── Selected passage
When a friend gets sick, you might drive yourself crazy trying to think up just the right things to do and say. Whether it’s a sudden surgery, a flareup of a chronic illness, or a terminal diagnosis, you want to be a good friend. You want to offer up comfort and empathy, without being too depressing or throwing your friend a pity party. Plus, you want to cheer them up, without seeming insensitive or flippant about the whole thing.

There’s a lot to manage all at once, and it’s easy to drift over the line into unhealthy perfectionism. Some people get so hung up on what to do that they ultimately panic and do nothing at all. There’s a popular saying that you find out who your true friends are when a crisis, like illness, comes up. If you want to be that “true friend,” consider these do’s and don’ts for supporting a friend if and when they get sick.
────
── Extracted information
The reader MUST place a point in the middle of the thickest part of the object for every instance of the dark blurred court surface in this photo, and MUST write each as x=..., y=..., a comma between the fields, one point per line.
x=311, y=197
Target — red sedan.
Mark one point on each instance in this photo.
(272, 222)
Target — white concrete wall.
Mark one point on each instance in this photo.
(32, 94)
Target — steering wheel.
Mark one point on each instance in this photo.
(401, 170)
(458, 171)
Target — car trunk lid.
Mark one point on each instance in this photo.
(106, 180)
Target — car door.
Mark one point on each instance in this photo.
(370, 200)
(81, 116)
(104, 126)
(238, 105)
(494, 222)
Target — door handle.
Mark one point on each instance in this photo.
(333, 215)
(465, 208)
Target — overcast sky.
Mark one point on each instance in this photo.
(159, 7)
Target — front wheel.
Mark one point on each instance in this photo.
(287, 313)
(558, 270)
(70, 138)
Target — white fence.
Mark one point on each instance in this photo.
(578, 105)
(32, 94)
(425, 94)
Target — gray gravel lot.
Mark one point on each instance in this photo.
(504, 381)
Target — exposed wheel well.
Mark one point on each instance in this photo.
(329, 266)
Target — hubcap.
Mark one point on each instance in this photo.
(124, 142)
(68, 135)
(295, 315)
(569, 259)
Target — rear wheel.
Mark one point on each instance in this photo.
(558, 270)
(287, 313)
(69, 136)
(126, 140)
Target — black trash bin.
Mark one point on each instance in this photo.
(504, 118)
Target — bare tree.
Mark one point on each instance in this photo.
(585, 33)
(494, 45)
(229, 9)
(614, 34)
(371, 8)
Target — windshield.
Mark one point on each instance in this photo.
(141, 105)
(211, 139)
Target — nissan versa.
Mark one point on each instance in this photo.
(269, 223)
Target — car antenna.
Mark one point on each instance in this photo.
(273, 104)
────
Activity: Translate this sentence from the passage on supporting a sick friend into Spanish: "Some people get so hung up on what to do that they ultimately panic and do nothing at all." The rows have nothing to do with the passage on supporting a sick friend.

Answer for this exercise: Algunas personas se obsesionan tanto con qué hacer que al final entran en pánico y no hacen nada en absoluto.